(A run of records)
***
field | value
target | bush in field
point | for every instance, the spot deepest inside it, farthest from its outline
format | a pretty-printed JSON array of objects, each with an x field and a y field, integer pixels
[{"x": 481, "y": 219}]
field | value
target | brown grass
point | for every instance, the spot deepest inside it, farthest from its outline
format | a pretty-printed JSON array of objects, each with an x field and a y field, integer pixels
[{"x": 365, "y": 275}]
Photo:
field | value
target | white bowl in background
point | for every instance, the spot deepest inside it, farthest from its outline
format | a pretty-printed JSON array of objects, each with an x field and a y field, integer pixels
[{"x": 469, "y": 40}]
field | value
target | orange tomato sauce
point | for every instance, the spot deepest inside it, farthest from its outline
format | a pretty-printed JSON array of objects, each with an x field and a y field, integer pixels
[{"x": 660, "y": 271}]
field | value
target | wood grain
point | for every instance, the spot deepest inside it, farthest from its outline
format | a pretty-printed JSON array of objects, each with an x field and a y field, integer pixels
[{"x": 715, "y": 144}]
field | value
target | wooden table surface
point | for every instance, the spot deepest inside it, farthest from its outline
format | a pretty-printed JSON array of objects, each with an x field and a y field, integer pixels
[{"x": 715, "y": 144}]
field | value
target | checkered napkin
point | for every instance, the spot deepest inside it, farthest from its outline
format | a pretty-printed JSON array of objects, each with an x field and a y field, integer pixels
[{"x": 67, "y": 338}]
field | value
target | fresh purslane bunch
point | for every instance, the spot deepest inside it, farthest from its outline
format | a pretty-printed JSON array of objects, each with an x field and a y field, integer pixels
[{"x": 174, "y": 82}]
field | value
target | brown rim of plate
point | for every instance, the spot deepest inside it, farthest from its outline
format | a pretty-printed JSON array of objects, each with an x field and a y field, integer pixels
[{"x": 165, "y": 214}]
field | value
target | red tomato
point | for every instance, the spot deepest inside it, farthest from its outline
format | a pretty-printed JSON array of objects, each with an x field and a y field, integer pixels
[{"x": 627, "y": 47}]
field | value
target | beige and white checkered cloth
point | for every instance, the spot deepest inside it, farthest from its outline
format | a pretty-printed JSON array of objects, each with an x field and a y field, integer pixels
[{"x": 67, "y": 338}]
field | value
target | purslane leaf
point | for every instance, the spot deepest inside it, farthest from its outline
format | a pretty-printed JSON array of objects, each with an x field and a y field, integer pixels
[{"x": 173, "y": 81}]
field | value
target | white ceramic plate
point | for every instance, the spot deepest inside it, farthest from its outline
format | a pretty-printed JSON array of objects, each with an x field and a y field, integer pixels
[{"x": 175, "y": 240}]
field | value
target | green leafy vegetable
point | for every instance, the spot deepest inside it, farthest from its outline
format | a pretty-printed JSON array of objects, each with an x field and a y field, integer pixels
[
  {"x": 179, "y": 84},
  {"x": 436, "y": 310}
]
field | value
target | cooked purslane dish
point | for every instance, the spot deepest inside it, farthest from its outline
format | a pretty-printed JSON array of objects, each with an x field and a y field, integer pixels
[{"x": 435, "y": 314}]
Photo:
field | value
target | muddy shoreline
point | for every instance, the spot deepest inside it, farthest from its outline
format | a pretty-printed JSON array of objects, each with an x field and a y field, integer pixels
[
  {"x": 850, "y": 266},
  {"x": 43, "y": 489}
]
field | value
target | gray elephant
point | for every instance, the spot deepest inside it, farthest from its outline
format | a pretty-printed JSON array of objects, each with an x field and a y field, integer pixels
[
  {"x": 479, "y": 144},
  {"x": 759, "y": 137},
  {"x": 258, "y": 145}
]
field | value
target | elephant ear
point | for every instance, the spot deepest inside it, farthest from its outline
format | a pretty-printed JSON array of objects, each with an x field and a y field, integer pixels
***
* [Aim]: Extract the data exactly as given.

* [Answer to this exercise]:
field | value
target | bush in field
point | for every instance, the spot deepest inside it, farthest from its outline
format | a pretty-printed JSON array of objects, each with an x field and a y field, integer pixels
[{"x": 481, "y": 219}]
field | value
target | brown grass
point | for every instance, the spot deepest inside it, farthest from its outline
format | a pretty-printed JSON array of objects, each with an x field and a y field, integer pixels
[{"x": 365, "y": 275}]
Photo:
field | value
target | white bowl in background
point | for every instance, the spot deepest inside it, farthest from its outline
format | a pretty-printed JSON array of objects, each with an x field and a y field, integer pixels
[{"x": 469, "y": 40}]
field | value
target | orange tomato sauce
point | for every instance, the spot deepest inside it, farthest from its outline
format | a pretty-printed JSON array of objects, each with an x field and a y field, integer pixels
[{"x": 660, "y": 271}]
field | value
target | wood grain
point | for every instance, the spot deepest inside it, farthest from its outline
format | a pretty-printed JSON array of objects, each with an x field and a y field, integer pixels
[{"x": 715, "y": 144}]
field | value
target | wooden table surface
point | for every instance, the spot deepest inside it, farthest from its outline
format | a pretty-printed JSON array of objects, each with an x field and a y field, integer pixels
[{"x": 715, "y": 144}]
field | value
target | checkered napkin
point | for every instance, the spot deepest inside it, farthest from its outline
format | a pretty-printed JSON array of objects, each with an x field and a y field, integer pixels
[{"x": 67, "y": 338}]
field | value
target | fresh purslane bunch
point | for every instance, the spot deepest inside it, farthest from its outline
format | a pretty-printed JSON array of objects, each with an x field and a y field, integer pixels
[{"x": 174, "y": 82}]
field | value
target | brown rim of plate
point | for every instance, the spot deepest inside it, farthest from its outline
format | a pretty-printed JSON array of objects, each with an x field and a y field, integer pixels
[{"x": 165, "y": 214}]
field | value
target | red tomato
point | for every instance, the spot deepest inside it, farthest from its outline
format | a pretty-printed JSON array of objects, each with an x field and a y field, integer pixels
[{"x": 627, "y": 47}]
field | value
target | beige and white checkered cloth
point | for every instance, the spot deepest inside it, farthest from its outline
format | a pretty-printed JSON array of objects, each with an x field and a y field, integer pixels
[{"x": 67, "y": 338}]
field | value
target | purslane leaf
point | for every instance, the spot deepest inside it, farthest from its outline
format | a pretty-printed JSON array of objects, each with an x field and a y field, integer pixels
[{"x": 173, "y": 81}]
field | value
target | white ceramic plate
point | for every instance, the spot deepest inside it, farthest from its outline
format | a pretty-printed JSON array of objects, each with an x field and a y field, integer pixels
[{"x": 175, "y": 240}]
field | value
target | green leafy vegetable
point | for every instance, the spot deepest inside it, farthest from its outline
format | a pretty-printed JSON array of objects, each with an x field and a y field, integer pixels
[
  {"x": 179, "y": 84},
  {"x": 436, "y": 310}
]
field | value
target | cooked purslane dish
point | for every instance, the spot deepest inside it, farthest from its outline
format | a pretty-printed JSON array of objects, each with an x field and a y field, integer pixels
[{"x": 435, "y": 314}]
Photo:
field | value
target | muddy shoreline
point | for every instance, the spot deepest inside it, farthest from its outline
format | a pretty-printed JSON array of objects, each with an x field and a y field, integer pixels
[
  {"x": 850, "y": 266},
  {"x": 43, "y": 489}
]
field | value
target | gray elephant
point | for every instance, the spot deepest inside it, farthest from its outline
format | a pretty-printed JSON array of objects, each with an x field and a y field, integer pixels
[
  {"x": 479, "y": 144},
  {"x": 759, "y": 137},
  {"x": 258, "y": 145}
]
field | value
target | elephant ear
point | for every instance, the spot deepest inside it, farthest from its outline
format | a pretty-printed JSON array of objects, each with an x field and a y field, integer pixels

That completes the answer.